─── RECORD EXTRACTS

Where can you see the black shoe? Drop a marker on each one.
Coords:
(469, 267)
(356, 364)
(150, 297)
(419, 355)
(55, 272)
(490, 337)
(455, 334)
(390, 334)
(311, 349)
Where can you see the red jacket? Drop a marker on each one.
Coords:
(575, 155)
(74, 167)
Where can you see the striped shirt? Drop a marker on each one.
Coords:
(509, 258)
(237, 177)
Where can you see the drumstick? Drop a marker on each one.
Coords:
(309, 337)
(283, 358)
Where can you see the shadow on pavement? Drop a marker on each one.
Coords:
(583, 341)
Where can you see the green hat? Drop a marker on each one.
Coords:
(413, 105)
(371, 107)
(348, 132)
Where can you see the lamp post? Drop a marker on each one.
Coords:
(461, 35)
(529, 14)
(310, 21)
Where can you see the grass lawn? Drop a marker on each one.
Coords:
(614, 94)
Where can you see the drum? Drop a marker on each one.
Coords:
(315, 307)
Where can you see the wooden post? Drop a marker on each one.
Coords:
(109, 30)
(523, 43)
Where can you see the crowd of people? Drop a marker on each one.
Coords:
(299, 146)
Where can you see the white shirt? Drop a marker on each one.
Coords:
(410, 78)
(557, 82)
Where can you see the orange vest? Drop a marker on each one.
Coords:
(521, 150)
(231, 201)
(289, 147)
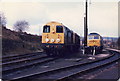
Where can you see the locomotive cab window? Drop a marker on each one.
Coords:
(90, 37)
(59, 29)
(46, 29)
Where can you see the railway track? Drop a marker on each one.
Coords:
(70, 71)
(17, 57)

──────

[INSTRUCTIONS FOR THE TASK]
Copy out every entry above, character for character, excluding pictures.

[TASK RESULT]
Where can you see the black shoe? Drop a marker on each one.
Coords:
(469, 267)
(356, 364)
(150, 297)
(419, 355)
(55, 272)
(490, 337)
(455, 334)
(390, 334)
(311, 349)
Where can you see the red jacket? Drop a marker on each one.
Coords:
(575, 155)
(74, 167)
Where can you see the striped shirt? Drop a marker on each one.
Coords:
(509, 258)
(237, 177)
Where can you see the drumstick? Drop a marker on each one.
Coords:
(309, 337)
(283, 358)
Where can you see the shadow on pavement? Drop a marker on each one.
Coords:
(583, 341)
Where can you see the green hat? Drop a marker on each one.
Coords:
(413, 105)
(371, 107)
(348, 132)
Where can you see the lamp post? Drop a marker on each one.
Coords:
(461, 35)
(529, 14)
(310, 21)
Where can you see the grass lawn? Drop a marker on each one.
Coords:
(614, 94)
Where can you see the drum? Drop a marker on each one.
Coords:
(315, 307)
Where can you see the wooden post? Drop a marker on each one.
Coords:
(109, 30)
(523, 43)
Where can you see the crowd of people? Drop a marker on each one.
Coords:
(299, 146)
Where can you see the white shirt? Drop a marker on each one.
Coords:
(410, 78)
(557, 82)
Where can you see the orange vest? Drop a marker on each one.
Coords:
(521, 150)
(231, 201)
(289, 147)
Where can you see the locomotive cab window? Drop a marker on each one.
Coords:
(90, 37)
(59, 29)
(46, 29)
Where can you see the railway track? Drop a marker on each one.
Coords:
(70, 71)
(17, 57)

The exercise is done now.